* Complete the following *
1. Translate this sentence from the article on Omar Mohamed's donation into Spanish: "Parents go without so their children have everything they need."
2. Please retype the passage of the article on Omar Mohamed's donation starting at "Omar decided to" and ending at "speak at the University of Birmingham.".

* Text excerpt *
==*==
A Donation from an Award-Winning Social Work Student

On 26 June, the Social Workers Union awarded Omar Mohamed a prize for in the World Social Work Day Essay Assignment Competition. The theme was “Working better together: How do we build stronger relationships between social workers and people using services?”

Omar decided to share the prize money with ATD Fourth World in recognition of activist Tammy Mayes. She had offered him advice while he was writing the essay.  He said, “This assignment would not have been possible without the contributions of Tammy Mayes. Learning from experts by experience is key”.

The two met in February 2020.  Tammy and three other representatives of ATD Fourth World were invited by Omar’s lecturer, Simon Haworth, to speak at the University of Birmingham.

Francesca Crozier-Roche, Shaeda Croft, Charlotte Brown, Tammy Mayes and Diana Skelton at the University of Birmingham.

This is an excerpt from Omar’s essay:

“How can social work claim to have values of social justice, human rights, and equality when service users are blamed for not providing for their children in the context of poverty they are suffering from? Social workers cannot build effective relationships with service users if there is blame directed towards service users when they are victims of harsh political choices and agendas. In order for social workers and service users to work together and have stronger relationships that benefit all parties, social workers must be poverty-aware and tackle social injustices through a macro approach. Social workers must be agents of social change in order to truly advocate for the people they work with, and without this, the relationship between social worker and service user was never truly meaningful.”

Poverty Is Not the Same as Neglect

To read the full essay, please see pages 3-4 of the competition winners leaflet. On reading the essay, Tammy said: “That’s what we’re trying to get across. Just because you live in poverty does not mean you’re neglecting your children. Parents go without so their children have everything they need. They don’t need the latest technology or designer clothes as long as they have a roof over their head. It’s about making sure social workers are poverty-aware instead of blaming the parents. Social workers use food banks against families and that’s wrong.”

In a separate article, writing for Social Work 2020 Covid-19 Magazine, Omar wrote:

“Poverty-aware social work can be seen in the collaboration of social workers working with anti-poverty charities such as ATD Fourth World. For example, BASW’s collaboration with the Child Welfare Inequalities Project (CWIP) and ATD Fourth World to create the Anti-Poverty Practice Guide for Social Work (BASW and CWIP, 2019). This guide enables social workers to understand poverty in all its forms by including people who have lived experience in poverty to empower their voices and ensure these are heard. The CWIP’s research has identified that poverty is ‘the wallpaper of practice’ where poverty has a significant impact that most people social workers work with experience, yet is rarely taken into account in practice, for example assessments of parenting capacity can be negatively perceived due to a lack of consideration of the impacts of poverty.”
==*==
* Material supplied *
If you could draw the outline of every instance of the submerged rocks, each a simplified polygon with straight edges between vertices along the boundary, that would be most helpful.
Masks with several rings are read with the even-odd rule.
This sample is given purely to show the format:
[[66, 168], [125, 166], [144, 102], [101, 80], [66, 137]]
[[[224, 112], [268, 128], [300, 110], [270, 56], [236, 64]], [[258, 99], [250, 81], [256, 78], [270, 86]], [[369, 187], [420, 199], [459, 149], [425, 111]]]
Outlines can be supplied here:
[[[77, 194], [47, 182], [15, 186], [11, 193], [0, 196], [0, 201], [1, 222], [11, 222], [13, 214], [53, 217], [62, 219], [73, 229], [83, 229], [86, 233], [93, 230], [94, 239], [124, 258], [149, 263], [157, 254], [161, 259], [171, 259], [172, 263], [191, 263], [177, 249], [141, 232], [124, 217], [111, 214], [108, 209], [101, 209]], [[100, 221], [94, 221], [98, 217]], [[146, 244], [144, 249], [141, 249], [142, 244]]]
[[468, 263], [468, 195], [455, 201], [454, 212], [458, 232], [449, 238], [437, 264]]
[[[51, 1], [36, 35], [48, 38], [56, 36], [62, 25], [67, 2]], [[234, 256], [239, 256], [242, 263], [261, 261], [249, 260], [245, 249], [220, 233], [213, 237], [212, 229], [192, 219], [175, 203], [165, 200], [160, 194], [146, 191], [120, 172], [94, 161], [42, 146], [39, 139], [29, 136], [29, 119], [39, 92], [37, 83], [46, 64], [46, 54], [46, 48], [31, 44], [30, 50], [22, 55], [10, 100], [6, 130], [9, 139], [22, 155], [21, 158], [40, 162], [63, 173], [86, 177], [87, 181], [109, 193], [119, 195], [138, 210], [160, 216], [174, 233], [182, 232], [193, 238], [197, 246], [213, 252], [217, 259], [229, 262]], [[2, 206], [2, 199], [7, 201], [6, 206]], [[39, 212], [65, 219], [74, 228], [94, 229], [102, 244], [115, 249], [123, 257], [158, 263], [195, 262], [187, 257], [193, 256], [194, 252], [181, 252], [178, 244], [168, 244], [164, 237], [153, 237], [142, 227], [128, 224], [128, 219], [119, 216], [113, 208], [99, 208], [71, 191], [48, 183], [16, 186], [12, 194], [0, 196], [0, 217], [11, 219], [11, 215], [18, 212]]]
==*==
* Answers for the tasks *
1. Los padres se privan de cosas para que sus hijos tengan todo lo que necesitan.

2.
Omar decided to share the prize money with ATD Fourth World in recognition of activist Tammy Mayes. She had offered him advice while he was writing the essay.  He said, “This assignment would not have been possible without the contributions of Tammy Mayes. Learning from experts by experience is key”.

The two met in February 2020.  Tammy and three other representatives of ATD Fourth World were invited by Omar’s lecturer, Simon Haworth, to speak at the University of Birmingham.